**What you will do**
Pull out each line in the rows below that contains the word "shrub" and copy it without any changes.

[Contour labeling entries]
-- BEGIN --

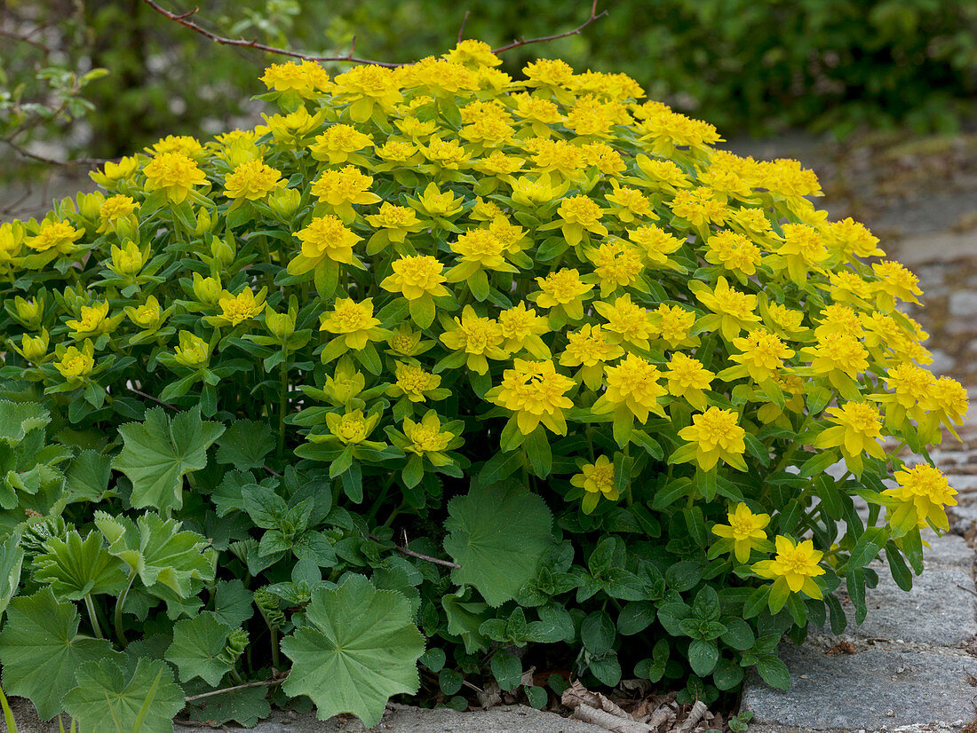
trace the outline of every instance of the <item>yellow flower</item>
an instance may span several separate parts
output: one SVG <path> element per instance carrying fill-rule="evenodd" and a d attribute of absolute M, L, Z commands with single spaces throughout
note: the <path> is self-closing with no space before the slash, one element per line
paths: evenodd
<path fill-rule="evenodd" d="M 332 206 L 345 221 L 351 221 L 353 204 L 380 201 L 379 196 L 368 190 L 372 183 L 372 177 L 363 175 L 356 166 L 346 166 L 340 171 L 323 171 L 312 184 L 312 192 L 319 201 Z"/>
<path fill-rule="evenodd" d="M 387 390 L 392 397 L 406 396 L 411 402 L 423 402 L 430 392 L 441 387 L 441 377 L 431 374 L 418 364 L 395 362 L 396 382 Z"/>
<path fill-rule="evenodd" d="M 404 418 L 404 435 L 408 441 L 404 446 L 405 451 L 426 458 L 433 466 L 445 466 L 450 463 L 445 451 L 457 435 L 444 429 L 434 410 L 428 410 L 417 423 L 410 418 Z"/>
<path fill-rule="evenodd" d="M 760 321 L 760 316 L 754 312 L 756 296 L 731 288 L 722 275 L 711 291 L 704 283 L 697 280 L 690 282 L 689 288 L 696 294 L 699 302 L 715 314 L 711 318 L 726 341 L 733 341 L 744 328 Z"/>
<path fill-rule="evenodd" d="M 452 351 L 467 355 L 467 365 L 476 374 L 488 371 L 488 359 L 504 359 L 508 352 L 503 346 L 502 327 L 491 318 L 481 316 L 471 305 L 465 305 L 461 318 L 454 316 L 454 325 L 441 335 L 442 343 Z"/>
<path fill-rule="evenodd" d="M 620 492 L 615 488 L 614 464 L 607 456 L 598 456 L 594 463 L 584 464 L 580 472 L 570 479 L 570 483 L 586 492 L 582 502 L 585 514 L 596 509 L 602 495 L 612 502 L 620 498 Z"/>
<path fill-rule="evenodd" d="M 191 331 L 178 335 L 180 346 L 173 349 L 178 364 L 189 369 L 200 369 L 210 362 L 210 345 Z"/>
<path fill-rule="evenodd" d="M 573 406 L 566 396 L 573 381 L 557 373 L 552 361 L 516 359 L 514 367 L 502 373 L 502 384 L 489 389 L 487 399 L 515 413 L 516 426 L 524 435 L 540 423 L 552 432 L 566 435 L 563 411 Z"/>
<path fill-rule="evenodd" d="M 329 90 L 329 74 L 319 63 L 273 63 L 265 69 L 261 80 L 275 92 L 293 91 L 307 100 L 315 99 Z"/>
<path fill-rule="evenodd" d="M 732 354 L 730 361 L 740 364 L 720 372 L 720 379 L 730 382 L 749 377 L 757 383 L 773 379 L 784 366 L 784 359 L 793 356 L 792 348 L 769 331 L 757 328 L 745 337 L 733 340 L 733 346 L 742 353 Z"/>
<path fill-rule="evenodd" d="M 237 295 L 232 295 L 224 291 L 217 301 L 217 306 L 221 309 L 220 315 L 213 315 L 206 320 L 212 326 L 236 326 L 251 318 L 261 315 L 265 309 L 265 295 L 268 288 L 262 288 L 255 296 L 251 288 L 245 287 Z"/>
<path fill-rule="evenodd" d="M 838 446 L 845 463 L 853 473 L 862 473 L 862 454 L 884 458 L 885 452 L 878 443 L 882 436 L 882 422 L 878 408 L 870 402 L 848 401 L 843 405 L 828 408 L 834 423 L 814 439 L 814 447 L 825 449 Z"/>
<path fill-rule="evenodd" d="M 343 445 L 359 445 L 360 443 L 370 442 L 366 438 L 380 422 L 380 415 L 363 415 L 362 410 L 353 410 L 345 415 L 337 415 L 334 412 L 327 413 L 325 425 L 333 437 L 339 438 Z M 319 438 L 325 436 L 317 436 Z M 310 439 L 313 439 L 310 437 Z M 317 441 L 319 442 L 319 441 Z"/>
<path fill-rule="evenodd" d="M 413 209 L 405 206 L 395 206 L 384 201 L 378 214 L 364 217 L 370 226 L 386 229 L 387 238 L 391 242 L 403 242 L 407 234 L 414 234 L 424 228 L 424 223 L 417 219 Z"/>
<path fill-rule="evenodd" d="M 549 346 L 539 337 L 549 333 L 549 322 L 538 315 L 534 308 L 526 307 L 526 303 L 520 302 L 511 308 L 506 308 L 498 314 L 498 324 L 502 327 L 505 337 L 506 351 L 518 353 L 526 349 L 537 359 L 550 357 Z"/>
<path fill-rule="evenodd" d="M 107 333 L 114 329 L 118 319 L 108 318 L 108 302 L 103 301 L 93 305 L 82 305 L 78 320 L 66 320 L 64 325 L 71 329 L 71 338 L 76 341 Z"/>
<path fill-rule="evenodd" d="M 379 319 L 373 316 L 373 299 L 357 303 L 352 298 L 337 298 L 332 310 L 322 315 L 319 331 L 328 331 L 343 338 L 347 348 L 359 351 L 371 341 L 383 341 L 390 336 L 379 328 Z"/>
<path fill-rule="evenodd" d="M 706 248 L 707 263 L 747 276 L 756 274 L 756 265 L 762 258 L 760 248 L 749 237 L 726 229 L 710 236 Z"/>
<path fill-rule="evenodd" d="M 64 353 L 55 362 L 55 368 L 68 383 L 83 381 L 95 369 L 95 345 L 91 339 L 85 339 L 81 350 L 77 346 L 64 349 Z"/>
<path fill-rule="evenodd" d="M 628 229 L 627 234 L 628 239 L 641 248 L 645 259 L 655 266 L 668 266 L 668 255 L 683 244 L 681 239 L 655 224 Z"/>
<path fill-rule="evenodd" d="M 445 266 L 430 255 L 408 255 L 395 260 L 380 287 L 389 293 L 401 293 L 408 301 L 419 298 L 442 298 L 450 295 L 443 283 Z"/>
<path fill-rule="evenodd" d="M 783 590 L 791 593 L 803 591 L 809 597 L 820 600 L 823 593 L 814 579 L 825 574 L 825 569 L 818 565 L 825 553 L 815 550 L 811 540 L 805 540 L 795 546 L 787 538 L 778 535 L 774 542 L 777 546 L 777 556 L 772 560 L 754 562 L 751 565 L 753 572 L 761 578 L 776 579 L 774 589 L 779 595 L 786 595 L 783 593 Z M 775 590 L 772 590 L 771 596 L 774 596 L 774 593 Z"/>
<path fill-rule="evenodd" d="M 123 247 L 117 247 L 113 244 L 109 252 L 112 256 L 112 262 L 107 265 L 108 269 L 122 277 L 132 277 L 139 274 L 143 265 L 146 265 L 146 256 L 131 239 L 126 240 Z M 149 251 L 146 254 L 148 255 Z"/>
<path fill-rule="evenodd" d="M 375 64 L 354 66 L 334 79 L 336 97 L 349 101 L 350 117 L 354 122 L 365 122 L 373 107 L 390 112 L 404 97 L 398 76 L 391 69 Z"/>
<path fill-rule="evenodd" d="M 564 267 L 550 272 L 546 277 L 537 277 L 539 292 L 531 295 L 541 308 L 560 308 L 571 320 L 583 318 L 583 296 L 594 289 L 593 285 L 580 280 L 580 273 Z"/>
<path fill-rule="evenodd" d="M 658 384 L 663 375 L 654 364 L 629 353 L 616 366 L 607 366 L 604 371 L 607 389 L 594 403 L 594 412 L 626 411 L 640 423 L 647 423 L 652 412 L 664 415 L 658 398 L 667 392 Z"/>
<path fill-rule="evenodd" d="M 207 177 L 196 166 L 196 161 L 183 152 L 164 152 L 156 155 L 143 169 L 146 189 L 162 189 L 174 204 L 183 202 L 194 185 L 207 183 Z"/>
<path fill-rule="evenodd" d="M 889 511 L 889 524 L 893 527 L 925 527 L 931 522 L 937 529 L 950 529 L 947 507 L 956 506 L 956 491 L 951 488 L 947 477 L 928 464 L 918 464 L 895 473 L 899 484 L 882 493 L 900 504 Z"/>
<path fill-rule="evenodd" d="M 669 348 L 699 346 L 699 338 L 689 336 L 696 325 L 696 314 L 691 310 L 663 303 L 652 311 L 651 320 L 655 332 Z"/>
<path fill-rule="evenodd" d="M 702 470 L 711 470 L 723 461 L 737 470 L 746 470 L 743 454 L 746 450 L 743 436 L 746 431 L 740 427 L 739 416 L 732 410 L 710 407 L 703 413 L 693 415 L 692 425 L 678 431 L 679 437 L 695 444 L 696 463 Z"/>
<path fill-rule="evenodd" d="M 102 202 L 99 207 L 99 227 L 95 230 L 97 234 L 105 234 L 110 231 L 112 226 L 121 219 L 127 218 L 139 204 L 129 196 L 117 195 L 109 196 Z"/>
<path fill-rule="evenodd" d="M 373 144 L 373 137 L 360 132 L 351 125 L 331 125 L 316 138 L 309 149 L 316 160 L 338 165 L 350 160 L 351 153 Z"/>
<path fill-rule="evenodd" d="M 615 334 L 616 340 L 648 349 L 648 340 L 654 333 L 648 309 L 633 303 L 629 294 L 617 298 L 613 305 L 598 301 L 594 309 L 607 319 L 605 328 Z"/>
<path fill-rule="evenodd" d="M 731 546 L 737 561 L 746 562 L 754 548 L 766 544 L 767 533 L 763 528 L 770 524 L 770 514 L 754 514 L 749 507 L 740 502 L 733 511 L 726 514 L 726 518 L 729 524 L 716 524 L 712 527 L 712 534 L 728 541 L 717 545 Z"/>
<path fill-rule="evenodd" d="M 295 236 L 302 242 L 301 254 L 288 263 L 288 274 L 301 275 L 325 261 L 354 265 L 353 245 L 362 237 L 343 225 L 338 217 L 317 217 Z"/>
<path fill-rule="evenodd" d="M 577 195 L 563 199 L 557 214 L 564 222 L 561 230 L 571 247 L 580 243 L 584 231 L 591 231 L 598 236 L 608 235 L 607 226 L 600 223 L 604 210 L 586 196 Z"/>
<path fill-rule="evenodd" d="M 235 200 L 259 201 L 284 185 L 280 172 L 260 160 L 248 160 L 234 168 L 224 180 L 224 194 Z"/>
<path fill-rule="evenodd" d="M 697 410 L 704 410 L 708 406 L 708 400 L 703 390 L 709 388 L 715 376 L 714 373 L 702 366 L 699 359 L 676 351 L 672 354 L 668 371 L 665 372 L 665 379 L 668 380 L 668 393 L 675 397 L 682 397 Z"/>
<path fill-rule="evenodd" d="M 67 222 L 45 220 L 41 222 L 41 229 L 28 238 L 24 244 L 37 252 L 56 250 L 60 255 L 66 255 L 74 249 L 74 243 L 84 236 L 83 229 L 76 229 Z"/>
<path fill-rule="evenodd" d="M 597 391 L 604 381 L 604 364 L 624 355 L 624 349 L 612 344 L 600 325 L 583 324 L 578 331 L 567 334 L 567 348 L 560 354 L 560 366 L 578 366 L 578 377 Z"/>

-- END --
-- BEGIN --

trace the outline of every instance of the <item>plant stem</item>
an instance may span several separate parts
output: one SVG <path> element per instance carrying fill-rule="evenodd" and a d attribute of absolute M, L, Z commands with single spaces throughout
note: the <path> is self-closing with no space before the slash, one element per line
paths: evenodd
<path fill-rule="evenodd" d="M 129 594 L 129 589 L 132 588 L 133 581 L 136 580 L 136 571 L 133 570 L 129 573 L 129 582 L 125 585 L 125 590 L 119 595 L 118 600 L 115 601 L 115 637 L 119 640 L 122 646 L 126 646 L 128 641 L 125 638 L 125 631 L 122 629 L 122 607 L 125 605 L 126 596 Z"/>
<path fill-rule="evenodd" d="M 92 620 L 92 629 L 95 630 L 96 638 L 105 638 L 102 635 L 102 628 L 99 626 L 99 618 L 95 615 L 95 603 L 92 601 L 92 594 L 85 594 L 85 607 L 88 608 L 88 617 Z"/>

-- END --
-- BEGIN --

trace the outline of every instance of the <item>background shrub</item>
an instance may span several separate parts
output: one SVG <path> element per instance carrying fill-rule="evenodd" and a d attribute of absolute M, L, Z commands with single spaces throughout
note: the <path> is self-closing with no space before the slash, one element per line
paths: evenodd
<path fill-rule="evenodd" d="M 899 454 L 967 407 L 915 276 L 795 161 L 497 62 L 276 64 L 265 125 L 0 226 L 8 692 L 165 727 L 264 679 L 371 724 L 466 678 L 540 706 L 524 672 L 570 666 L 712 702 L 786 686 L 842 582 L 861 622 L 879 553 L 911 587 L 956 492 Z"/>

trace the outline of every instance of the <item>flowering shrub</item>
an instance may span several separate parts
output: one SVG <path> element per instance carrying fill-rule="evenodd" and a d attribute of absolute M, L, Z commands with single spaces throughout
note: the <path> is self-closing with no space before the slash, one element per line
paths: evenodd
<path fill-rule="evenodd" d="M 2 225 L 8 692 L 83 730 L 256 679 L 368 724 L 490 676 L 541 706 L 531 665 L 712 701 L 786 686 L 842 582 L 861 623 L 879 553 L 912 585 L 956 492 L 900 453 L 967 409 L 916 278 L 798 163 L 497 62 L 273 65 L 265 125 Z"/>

-- END --

**Answer to the problem**
trace the outline of every instance of the <item>background shrub</item>
trace the outline of every instance of the <item>flowering shrub</item>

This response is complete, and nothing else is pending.